Data for review Start Marker

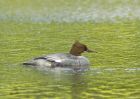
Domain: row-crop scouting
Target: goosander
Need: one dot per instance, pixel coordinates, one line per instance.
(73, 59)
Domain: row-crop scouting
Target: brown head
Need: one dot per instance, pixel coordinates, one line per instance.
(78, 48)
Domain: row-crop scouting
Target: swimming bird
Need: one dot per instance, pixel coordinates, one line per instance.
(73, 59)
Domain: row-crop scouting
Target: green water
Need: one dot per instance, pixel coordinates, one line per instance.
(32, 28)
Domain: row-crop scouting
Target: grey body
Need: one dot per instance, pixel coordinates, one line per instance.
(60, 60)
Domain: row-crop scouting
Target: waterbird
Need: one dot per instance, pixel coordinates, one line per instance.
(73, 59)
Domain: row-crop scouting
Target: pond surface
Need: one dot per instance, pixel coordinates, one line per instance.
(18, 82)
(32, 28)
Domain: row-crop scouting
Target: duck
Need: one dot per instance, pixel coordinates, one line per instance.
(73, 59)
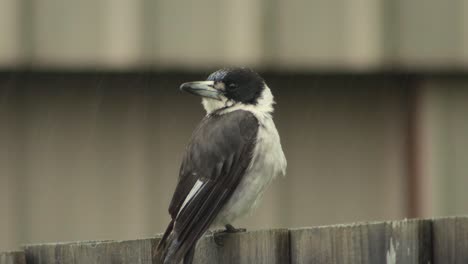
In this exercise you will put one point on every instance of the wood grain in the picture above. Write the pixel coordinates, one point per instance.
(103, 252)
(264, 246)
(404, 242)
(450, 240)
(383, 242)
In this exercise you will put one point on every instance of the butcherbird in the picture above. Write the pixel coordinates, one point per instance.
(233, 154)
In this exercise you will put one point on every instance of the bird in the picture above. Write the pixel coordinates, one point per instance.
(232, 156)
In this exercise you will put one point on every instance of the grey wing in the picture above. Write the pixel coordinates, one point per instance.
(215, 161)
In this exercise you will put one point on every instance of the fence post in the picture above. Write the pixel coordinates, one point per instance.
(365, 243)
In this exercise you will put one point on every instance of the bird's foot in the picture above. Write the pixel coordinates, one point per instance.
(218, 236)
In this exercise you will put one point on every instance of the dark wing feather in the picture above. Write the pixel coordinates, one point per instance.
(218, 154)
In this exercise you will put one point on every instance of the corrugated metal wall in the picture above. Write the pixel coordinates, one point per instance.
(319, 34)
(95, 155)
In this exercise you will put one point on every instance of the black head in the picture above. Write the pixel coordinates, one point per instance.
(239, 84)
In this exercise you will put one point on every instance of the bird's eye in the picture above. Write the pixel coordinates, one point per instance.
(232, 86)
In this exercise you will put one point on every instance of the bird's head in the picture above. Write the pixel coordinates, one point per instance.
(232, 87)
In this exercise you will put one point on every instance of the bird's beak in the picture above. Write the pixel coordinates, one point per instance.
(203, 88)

Data for review End Marker
Data for review Start Marker

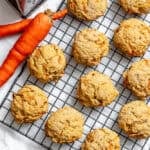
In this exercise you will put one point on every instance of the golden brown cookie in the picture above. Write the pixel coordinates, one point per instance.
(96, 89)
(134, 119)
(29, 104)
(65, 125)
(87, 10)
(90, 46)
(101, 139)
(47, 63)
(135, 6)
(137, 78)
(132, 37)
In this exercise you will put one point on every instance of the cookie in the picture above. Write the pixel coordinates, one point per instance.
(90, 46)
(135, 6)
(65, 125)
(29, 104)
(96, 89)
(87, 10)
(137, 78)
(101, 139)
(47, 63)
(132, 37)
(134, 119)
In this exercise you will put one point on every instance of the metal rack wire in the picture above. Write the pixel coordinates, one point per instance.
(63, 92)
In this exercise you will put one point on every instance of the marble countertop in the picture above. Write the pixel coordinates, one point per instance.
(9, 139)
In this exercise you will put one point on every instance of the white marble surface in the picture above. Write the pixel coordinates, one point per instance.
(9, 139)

Data for review End Marker

*Task to complete:* Going through the records above line by line, tally those with the word "Target" and answer with the number only.

*Response to the exercise:* 8